EXERCISE AIM: Reproduce only the lines that run from the line with "Target: leafy tree canopy" to the last line of the material, both ends included, exactly as they appear.

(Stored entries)
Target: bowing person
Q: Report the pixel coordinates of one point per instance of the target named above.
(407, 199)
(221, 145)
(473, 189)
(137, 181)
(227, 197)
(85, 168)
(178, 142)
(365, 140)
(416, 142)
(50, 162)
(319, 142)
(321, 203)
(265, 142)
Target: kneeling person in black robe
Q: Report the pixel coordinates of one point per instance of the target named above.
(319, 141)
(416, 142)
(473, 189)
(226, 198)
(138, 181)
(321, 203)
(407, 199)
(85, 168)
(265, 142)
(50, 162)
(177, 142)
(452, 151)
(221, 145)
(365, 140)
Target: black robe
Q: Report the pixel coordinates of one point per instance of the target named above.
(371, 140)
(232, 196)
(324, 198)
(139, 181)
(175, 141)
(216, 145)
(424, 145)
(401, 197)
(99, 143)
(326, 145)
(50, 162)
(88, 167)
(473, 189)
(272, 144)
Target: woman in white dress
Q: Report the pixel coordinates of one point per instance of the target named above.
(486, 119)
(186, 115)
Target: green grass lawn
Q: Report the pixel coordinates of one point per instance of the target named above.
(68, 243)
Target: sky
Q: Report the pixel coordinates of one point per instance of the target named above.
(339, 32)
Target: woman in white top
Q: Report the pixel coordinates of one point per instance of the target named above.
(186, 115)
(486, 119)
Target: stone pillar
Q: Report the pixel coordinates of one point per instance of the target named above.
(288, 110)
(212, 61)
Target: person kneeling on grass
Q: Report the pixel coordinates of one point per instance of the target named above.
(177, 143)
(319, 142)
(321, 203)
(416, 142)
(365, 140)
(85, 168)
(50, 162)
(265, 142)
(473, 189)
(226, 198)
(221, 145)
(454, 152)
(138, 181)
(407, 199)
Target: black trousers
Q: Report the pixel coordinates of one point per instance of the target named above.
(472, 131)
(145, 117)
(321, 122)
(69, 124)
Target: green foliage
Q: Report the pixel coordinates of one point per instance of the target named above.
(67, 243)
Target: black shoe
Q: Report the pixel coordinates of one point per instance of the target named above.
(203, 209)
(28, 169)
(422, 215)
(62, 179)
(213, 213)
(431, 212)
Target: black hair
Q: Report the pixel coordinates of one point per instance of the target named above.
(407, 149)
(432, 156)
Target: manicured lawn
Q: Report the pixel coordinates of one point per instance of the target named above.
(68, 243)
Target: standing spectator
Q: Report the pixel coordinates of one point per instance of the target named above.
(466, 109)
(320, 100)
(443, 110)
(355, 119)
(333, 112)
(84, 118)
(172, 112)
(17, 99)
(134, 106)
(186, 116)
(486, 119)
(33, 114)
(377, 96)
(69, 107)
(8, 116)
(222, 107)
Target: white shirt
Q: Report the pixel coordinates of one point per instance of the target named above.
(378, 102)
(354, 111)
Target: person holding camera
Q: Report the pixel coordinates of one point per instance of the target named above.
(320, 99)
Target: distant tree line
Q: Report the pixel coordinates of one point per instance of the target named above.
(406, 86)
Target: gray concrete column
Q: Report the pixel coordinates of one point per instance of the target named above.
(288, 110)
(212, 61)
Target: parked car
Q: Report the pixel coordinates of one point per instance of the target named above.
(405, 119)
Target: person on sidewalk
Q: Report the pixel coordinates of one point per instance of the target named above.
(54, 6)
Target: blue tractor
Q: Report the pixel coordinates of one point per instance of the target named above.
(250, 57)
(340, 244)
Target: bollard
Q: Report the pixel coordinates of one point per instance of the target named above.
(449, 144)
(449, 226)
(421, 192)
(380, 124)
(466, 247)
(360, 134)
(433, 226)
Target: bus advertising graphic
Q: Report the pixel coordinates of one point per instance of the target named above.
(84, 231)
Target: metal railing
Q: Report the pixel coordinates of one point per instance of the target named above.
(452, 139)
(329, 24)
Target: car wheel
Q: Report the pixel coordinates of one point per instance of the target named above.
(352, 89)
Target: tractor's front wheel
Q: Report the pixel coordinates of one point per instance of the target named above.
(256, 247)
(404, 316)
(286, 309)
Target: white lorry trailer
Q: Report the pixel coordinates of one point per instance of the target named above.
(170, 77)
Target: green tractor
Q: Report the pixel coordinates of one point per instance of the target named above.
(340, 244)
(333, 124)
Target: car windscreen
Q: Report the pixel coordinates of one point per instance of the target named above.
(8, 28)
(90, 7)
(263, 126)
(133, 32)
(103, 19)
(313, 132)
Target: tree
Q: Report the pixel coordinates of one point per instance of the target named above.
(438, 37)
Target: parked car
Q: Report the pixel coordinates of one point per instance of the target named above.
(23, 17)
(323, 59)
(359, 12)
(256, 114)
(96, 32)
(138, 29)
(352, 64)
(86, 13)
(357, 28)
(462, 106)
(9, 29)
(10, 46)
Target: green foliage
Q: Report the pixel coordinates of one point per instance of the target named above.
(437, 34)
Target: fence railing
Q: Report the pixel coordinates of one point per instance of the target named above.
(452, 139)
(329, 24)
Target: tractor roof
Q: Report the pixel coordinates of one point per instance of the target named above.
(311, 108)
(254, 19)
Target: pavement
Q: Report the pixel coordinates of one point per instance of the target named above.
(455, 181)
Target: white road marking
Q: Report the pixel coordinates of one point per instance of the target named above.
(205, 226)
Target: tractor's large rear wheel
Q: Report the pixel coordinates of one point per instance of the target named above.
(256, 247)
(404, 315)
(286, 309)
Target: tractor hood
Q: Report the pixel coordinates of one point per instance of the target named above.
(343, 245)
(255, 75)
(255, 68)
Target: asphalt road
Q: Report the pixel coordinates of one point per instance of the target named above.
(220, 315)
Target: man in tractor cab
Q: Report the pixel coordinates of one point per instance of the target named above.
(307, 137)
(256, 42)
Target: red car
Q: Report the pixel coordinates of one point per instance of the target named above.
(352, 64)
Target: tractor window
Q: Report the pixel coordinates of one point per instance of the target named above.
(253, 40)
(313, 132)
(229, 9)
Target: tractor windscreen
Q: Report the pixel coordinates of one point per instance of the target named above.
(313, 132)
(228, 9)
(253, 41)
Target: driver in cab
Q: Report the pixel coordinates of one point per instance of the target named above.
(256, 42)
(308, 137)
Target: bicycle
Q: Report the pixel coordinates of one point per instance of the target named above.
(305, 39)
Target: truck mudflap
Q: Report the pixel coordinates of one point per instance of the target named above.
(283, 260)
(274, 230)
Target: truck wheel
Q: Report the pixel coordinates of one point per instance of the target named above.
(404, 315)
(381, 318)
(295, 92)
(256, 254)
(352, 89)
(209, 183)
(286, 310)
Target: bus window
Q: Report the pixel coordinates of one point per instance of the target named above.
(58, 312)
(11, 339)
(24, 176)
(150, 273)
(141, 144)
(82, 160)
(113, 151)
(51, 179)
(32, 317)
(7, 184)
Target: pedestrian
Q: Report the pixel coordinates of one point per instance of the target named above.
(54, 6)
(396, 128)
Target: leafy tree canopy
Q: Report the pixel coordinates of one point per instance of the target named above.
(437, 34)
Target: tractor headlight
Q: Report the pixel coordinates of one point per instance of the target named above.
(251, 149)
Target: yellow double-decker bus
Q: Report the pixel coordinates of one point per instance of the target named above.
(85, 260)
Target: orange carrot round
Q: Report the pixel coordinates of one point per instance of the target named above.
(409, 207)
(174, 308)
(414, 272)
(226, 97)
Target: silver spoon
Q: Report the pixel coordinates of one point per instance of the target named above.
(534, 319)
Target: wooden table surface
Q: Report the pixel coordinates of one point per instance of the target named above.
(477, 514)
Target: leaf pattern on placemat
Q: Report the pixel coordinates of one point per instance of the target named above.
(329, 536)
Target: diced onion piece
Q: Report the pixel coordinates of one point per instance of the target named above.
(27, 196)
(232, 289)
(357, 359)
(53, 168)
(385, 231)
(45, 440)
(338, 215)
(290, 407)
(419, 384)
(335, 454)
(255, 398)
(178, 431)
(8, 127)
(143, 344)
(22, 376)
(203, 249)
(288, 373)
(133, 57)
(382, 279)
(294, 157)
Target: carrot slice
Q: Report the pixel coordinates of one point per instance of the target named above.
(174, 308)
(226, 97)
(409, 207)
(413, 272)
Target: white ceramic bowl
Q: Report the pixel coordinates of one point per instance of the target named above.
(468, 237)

REPLY:
Target: leafy tree canopy
Q: Report the pixel coordinates of one point per instance of the target named above.
(437, 34)
Target: tractor headlight
Q: Report the pixel coordinates of one point per instance of the target named above.
(251, 149)
Target: yellow double-decker bus
Q: Report the pixel coordinates of one point per instance of the target named above.
(85, 260)
Target: orange carrot round
Q: Report the pixel coordinates of one point per instance of the target named above.
(409, 207)
(174, 308)
(414, 272)
(226, 97)
Target: silver spoon
Q: Report the pixel coordinates of one point per instance of the target named above.
(534, 319)
Target: wooden table surface
Q: Report the pixel coordinates of one point per instance of the target named above.
(477, 514)
Target: leaf pattern on placemat
Q: Report the pixel coordinates of one point per instance of the target named above.
(329, 536)
Target: diced onion piece
Q: Report the pixel coordinates of one point per instance of the target named above.
(27, 196)
(232, 289)
(357, 359)
(53, 168)
(385, 231)
(45, 440)
(338, 215)
(290, 407)
(419, 384)
(335, 454)
(255, 398)
(178, 431)
(8, 127)
(143, 344)
(22, 376)
(203, 249)
(288, 373)
(133, 57)
(382, 279)
(294, 157)
Target: carrot slice
Q: Report the pixel coordinates of one point per instance of the target named above.
(174, 308)
(226, 97)
(409, 207)
(413, 272)
Target: white ceramic bowl
Q: Report the pixel coordinates of one point per instance of the target named above.
(468, 237)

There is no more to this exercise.